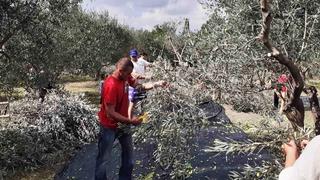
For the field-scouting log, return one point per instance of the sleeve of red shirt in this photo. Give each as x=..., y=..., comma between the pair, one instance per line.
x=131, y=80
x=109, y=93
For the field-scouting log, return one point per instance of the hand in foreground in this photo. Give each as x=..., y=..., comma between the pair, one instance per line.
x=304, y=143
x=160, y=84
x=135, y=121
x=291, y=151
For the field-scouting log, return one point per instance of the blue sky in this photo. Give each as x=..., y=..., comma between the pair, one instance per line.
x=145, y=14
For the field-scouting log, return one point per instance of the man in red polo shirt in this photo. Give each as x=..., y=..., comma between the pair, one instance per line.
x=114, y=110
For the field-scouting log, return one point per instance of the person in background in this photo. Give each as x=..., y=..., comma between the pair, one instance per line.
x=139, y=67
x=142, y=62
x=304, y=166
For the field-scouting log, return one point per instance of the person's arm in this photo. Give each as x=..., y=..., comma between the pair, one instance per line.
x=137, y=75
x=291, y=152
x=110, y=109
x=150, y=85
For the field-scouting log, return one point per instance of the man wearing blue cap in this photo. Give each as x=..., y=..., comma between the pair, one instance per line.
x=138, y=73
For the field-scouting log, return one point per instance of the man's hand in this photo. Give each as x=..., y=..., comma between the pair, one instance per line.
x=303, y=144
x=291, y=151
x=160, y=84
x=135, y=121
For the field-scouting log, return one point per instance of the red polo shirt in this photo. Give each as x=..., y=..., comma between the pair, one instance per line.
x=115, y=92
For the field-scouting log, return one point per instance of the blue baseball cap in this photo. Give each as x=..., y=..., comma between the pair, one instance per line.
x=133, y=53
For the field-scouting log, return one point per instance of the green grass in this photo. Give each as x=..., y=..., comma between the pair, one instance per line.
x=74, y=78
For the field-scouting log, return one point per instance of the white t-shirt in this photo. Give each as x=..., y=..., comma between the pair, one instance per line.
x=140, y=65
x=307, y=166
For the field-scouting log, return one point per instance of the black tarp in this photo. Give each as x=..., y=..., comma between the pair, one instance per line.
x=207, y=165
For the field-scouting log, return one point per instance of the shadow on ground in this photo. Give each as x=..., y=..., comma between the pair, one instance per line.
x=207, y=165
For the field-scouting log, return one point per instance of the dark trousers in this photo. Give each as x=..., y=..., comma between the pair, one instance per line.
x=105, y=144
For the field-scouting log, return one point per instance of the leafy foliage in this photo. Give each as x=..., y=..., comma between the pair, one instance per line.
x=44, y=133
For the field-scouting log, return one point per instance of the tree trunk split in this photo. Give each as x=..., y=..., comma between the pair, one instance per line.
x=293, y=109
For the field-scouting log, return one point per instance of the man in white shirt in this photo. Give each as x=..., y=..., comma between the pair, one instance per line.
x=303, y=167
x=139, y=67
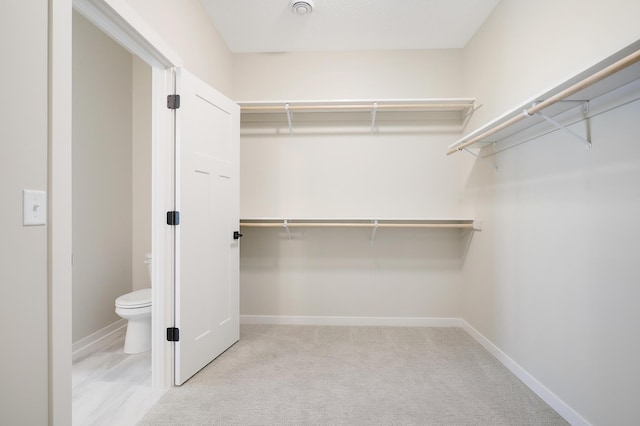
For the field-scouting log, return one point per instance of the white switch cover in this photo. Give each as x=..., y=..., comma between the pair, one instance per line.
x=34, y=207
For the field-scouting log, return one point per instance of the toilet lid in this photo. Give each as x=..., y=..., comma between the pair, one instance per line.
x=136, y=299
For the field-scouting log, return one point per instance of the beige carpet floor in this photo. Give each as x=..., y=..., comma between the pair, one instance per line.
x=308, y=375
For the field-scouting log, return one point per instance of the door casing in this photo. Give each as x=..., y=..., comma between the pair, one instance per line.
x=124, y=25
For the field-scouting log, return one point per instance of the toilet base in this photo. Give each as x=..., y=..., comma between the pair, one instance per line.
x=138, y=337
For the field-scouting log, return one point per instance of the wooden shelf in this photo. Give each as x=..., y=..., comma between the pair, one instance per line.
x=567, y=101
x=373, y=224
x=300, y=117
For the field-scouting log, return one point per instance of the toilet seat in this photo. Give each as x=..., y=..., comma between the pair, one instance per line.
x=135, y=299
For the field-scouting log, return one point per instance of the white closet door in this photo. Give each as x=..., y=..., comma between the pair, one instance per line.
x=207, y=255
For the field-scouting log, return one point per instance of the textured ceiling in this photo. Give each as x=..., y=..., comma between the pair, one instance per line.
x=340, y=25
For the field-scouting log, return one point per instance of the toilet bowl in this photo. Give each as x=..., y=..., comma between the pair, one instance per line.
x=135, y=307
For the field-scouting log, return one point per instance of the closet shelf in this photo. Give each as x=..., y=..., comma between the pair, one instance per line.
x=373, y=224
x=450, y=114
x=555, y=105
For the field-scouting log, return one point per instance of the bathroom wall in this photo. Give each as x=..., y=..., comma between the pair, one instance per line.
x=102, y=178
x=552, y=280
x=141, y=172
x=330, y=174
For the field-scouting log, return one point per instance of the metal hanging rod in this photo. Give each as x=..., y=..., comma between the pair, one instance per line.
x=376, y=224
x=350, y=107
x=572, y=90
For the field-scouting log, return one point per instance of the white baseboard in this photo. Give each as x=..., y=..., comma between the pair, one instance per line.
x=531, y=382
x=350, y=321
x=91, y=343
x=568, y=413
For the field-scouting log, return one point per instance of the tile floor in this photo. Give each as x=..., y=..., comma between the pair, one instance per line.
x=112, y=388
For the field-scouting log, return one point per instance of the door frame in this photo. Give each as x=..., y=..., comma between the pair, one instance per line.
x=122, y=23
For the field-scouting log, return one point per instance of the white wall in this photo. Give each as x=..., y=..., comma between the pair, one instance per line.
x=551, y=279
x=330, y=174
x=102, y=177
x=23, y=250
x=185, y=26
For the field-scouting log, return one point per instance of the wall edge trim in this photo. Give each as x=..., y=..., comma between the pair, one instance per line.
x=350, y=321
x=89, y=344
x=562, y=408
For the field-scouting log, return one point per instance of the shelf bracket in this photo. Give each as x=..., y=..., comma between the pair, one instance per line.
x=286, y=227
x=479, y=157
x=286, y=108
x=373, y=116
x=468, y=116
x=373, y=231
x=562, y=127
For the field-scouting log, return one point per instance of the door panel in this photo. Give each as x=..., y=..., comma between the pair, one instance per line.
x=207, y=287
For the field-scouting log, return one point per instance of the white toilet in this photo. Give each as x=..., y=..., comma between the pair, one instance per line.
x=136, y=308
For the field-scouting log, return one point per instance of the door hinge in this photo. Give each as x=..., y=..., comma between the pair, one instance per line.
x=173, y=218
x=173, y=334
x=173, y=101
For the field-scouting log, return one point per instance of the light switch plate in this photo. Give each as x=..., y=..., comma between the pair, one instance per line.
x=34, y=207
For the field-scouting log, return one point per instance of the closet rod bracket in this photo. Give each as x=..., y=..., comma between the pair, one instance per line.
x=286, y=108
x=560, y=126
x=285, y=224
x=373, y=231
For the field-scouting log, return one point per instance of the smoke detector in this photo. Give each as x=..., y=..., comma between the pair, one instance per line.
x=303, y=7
——
▸ Problem description
Render the lines from the one containing "in red polo" to the one containing "x=115, y=92", both included, as a Markdown table with the columns No. and Line. Number each line in sequence and omit any blank lines.

▸ Final result
| No. | Line |
|---|---|
| 1 | For the field-scouting log, return one point per instance of the man in red polo shirt in this photo. Give each as x=..., y=..., comma between the pair, one instance per line. |
| 2 | x=114, y=110 |
| 3 | For the field-scouting log, return one point per instance of the person in background in this photo. Give each as x=..., y=..., comma between the pair, one instance per line. |
| 4 | x=139, y=67 |
| 5 | x=142, y=62 |
| 6 | x=304, y=166 |
| 7 | For the field-scouting log, return one point per instance of the person's arm in this photo. Give each as x=..., y=..., comma between the pair, one instance per line. |
| 8 | x=137, y=75 |
| 9 | x=291, y=152 |
| 10 | x=110, y=109 |
| 11 | x=150, y=85 |
| 12 | For the field-scouting log, return one point per instance of the man wearing blue cap in this photo. Give each as x=..., y=..., comma between the pair, one instance per line. |
| 13 | x=138, y=73 |
| 14 | For the field-scouting log, return one point per instance of the man's hand in this photo. Give each as x=..., y=..., comma between the pair, one instance per line. |
| 15 | x=303, y=144 |
| 16 | x=291, y=151 |
| 17 | x=160, y=84 |
| 18 | x=135, y=121 |
| 19 | For the field-scouting log, return one point per instance of the red polo shirt in this photo. Give each as x=..., y=..., comma between the pair, one instance per line. |
| 20 | x=115, y=92 |